Problem to work on.
Render the listing below as a Markdown table with the columns Row and Line, giving each non-blank line its own numbered row. Leave the pictures out.

The records.

+ + +

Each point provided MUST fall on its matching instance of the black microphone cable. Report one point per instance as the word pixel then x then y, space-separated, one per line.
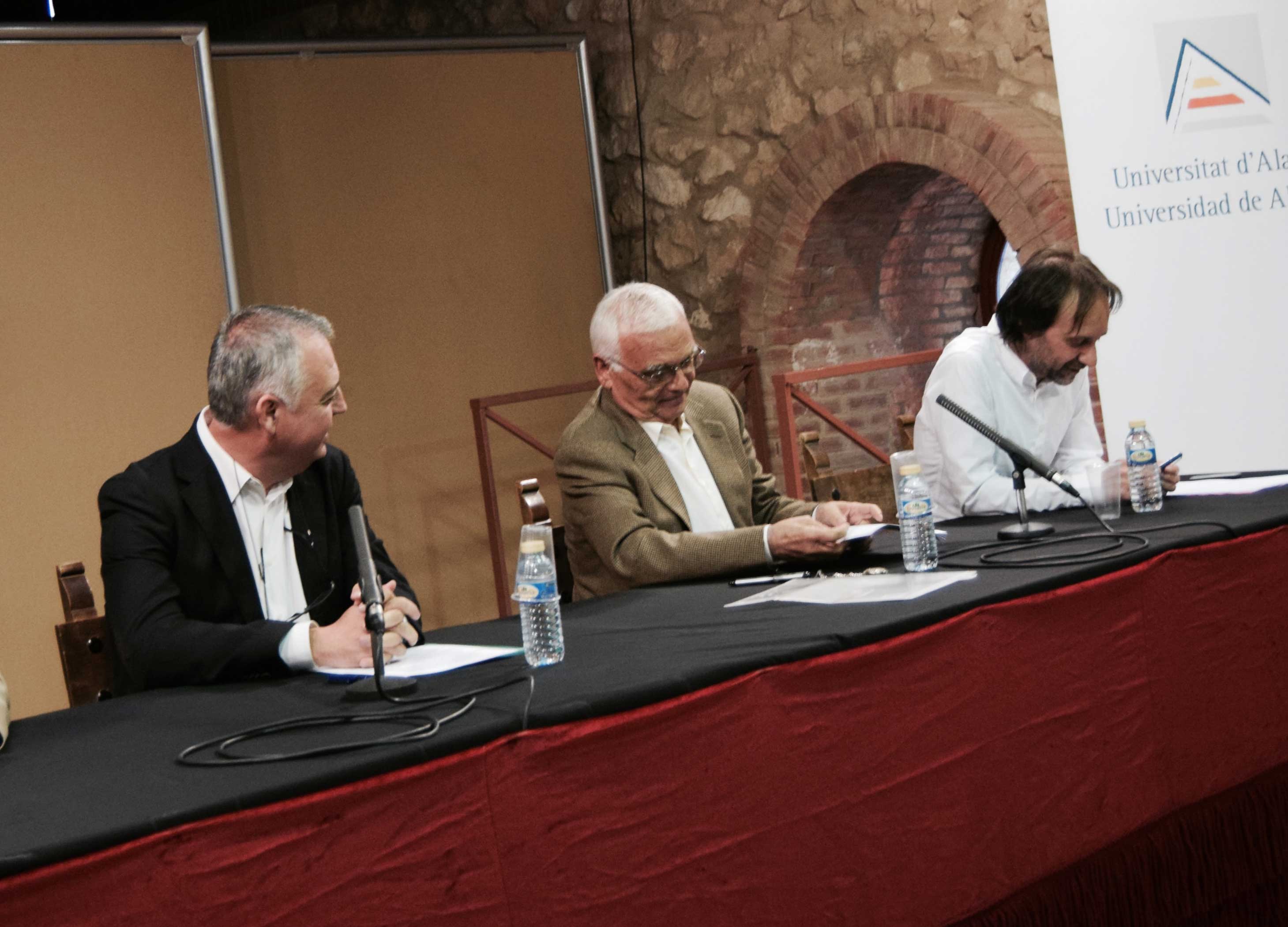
pixel 421 726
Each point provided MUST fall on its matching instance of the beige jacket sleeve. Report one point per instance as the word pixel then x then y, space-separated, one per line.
pixel 624 516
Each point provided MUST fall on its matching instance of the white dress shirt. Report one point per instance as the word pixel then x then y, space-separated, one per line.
pixel 706 507
pixel 264 521
pixel 970 475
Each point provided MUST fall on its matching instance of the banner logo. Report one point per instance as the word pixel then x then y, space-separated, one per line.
pixel 1214 74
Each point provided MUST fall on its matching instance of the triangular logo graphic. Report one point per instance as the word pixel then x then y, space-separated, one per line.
pixel 1206 94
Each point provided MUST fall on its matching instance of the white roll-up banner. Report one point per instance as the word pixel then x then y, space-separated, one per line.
pixel 1176 128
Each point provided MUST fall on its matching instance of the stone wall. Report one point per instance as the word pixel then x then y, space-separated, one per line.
pixel 725 89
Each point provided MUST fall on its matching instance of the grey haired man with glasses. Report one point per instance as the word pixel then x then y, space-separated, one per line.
pixel 659 476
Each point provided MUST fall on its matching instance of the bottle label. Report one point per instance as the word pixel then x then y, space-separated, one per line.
pixel 536 592
pixel 915 509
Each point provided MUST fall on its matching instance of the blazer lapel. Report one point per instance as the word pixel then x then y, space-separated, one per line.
pixel 647 458
pixel 207 498
pixel 304 501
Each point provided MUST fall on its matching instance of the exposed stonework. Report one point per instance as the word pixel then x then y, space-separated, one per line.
pixel 756 111
pixel 718 72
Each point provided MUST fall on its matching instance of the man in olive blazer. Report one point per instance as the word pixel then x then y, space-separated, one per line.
pixel 659 476
pixel 4 712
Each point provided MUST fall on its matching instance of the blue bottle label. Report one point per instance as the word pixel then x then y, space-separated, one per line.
pixel 915 509
pixel 536 592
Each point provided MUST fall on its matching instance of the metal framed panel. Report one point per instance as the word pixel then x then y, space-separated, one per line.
pixel 119 266
pixel 574 43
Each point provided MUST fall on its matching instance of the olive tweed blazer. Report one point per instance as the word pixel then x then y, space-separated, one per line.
pixel 625 521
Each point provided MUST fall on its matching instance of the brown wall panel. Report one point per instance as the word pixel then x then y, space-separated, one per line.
pixel 113 289
pixel 438 208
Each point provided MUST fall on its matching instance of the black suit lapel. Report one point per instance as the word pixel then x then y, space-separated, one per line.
pixel 304 499
pixel 207 498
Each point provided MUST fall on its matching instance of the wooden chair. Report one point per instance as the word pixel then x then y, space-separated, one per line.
pixel 84 639
pixel 535 511
pixel 872 484
pixel 903 431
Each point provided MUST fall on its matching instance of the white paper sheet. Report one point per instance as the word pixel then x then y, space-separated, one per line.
pixel 1252 484
pixel 432 658
pixel 892 587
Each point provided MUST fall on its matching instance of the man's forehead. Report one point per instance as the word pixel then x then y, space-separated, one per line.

+ + +

Expected answer.
| Row | Line |
|---|---|
| 1 | Each point provided MUST fall on its matching instance of the black microphone cable. Report one point per instance as the word pixel then x then y, space-separated, one per line. |
| 2 | pixel 421 726 |
| 3 | Each point provided MUST fall on its matching instance of the beige jacket sleeve. Report one point per instance as the word pixel then x then y, space-separated, one per line. |
| 4 | pixel 624 516 |
| 5 | Each point provided MUST fall on its matching instance of the white dress shirt. Report one point per instance as the word pixel then x then y, space-separated, one per line. |
| 6 | pixel 706 507 |
| 7 | pixel 264 521 |
| 8 | pixel 970 475 |
| 9 | Each point provided MUST fall on its matching instance of the banner logo. Report one point per instance as the word pixel then x then y, space-separated, one per line. |
| 10 | pixel 1214 74 |
| 11 | Each point provided MUST fall on its matching instance of the triangular logo graphic. Report one point per instance as the word pixel then x then y, space-separated, one per line. |
| 12 | pixel 1206 94 |
| 13 | Each point provided MUST fall on its matching instance of the white roll-up banner. Report one point per instance as the word pixel then x then y, space-separated, one per line. |
| 14 | pixel 1176 128 |
| 15 | Each point provided MUST fall on its matching instance of the stone wall. Report one point per instance as the word pixel then x then y, space-separated, one per line. |
| 16 | pixel 725 89 |
| 17 | Each point provided MUST fall on its matching instance of the grey haired man with glasses. Report one point per instance as the word pixel then x then y, space-separated, one per line. |
| 18 | pixel 659 476 |
| 19 | Each point provided MUST fall on its matching instance of the bottle label. Report one point per instance as the word pixel then x then y, space-separated, one per line. |
| 20 | pixel 536 592 |
| 21 | pixel 915 509 |
| 22 | Each point provided MUST fall on its matching instance of the blazer lapel. Report one point per instance as the word pixel then x then y, space-separated, one per line. |
| 23 | pixel 647 458 |
| 24 | pixel 207 498 |
| 25 | pixel 304 501 |
| 26 | Each point provided MUST fall on its matching instance of the exposed stonework. Report one point per instance as the word pixel then x then y, space-separated, one per line. |
| 27 | pixel 756 111 |
| 28 | pixel 718 72 |
| 29 | Each point provided MUST fall on its matching instance of the man in olive blazer. Report one point per instance as the word pixel then x then y, space-separated, one per line. |
| 30 | pixel 659 476 |
| 31 | pixel 4 712 |
| 32 | Each point provided MUST fall on its matching instance of the blue bottle label. Report one point per instance as the word pixel then x then y, space-separated, one per line. |
| 33 | pixel 915 509 |
| 34 | pixel 536 592 |
| 35 | Each point provided MUST fall on its matching instance of the metal framed panel. Report one point per instance as the word pixel then x then y, space-separated, one per line. |
| 36 | pixel 119 266 |
| 37 | pixel 574 43 |
| 38 | Each point provided MUST fall on its matching instance of the olive tweed blazer. Report one point per instance as the word pixel then x then y, space-separated, one per line. |
| 39 | pixel 625 521 |
| 40 | Each point provided MUST fall on its matching instance of the brown wall panel. Report one point per instance as the word pixel then x then y, space-separated, one per line. |
| 41 | pixel 113 289 |
| 42 | pixel 438 208 |
| 43 | Each point provided MUST fall on its matching instance of the black suit lapel. Report one point per instance as the word pixel then x then y, space-separated, one per line. |
| 44 | pixel 304 499 |
| 45 | pixel 207 498 |
| 46 | Each point provided MUST fall on its matching instance of the wooden chair. Report one point per instance as the word pixel then x then y, space-separated, one per line. |
| 47 | pixel 84 639 |
| 48 | pixel 535 511 |
| 49 | pixel 872 484 |
| 50 | pixel 903 431 |
| 51 | Each point provided MUST fall on its matching instance of the white paper sheet. Report one point per instance as the word pixel then x then y, space-separated, one per line. |
| 52 | pixel 1252 484 |
| 53 | pixel 432 658 |
| 54 | pixel 892 587 |
| 55 | Each point provided MUST fall on its matching instance of the man's forehead. Report one point per instance as the word pixel then x then y, space-separated, one per line. |